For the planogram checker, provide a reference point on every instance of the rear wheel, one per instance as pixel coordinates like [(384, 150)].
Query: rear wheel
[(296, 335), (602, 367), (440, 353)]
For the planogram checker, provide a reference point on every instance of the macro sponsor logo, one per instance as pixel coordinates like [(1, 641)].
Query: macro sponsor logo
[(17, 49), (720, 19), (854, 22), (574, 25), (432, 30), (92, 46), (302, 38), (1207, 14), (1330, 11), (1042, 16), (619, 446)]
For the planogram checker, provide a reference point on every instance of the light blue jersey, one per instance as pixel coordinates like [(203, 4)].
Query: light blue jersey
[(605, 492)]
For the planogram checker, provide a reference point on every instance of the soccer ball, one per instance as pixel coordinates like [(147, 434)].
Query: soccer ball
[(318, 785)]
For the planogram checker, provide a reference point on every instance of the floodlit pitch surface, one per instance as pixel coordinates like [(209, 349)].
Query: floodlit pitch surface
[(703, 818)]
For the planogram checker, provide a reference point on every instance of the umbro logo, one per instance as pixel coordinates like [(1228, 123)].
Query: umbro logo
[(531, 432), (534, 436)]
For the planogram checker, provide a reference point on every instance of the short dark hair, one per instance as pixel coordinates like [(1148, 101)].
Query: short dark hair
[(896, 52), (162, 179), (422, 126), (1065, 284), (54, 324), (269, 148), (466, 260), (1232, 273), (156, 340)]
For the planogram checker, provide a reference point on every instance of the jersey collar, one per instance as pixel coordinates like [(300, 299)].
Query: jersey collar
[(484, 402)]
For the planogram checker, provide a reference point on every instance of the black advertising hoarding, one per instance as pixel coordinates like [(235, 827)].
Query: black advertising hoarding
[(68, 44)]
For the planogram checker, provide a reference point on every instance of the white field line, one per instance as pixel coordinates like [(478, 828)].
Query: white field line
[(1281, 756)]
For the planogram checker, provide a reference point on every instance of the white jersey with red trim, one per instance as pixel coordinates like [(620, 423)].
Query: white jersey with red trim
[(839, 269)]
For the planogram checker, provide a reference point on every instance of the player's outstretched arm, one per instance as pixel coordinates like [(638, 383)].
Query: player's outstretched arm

Work task:
Write out exactly the final stretch of the listing above, beginning at the line that contains "like [(620, 423)]." and ending at its last line, with nothing added.

Answer section:
For the planogram checker, provide a reference point on every instance of the white jersey with red trim, one per instance as pixel coordinates like [(620, 423)].
Query: white jersey with red trim
[(839, 269)]
For the planogram checker, provide a reference point on every instance of the player's outstretched arm, one per instance as pixel coordinates like [(638, 383)].
Query: player's outstretched arm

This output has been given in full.